## Dataset records
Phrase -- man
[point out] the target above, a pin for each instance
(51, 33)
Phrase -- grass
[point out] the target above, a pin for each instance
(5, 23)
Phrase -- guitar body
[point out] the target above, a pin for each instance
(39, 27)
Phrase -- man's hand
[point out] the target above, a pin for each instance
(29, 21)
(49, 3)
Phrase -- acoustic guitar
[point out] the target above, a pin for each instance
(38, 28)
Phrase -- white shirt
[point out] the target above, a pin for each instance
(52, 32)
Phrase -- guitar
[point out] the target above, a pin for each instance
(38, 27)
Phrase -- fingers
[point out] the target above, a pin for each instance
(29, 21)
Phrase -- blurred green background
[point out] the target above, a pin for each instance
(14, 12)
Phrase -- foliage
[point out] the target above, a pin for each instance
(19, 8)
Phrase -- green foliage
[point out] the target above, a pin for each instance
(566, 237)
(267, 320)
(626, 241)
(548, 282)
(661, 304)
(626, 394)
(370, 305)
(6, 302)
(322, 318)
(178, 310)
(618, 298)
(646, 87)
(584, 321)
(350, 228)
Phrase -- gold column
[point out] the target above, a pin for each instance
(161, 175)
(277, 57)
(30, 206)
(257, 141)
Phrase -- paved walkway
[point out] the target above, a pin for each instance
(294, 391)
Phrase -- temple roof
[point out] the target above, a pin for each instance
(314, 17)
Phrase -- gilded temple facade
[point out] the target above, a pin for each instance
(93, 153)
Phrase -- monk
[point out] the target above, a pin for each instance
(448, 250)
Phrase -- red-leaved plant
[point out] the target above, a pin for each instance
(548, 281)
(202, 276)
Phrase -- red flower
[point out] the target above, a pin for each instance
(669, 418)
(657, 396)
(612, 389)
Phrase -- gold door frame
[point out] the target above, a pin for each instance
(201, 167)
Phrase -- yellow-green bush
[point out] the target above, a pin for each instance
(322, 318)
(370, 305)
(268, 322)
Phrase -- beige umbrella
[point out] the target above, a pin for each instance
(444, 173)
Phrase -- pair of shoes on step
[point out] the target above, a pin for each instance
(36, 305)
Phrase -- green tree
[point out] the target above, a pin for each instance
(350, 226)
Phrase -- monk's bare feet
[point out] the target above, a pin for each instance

## Exercise
Copy out, from the listing above, every line that contains the string "temple".

## Answer for this exercise
Phrase -- temple roof
Phrase -- gilded temple facade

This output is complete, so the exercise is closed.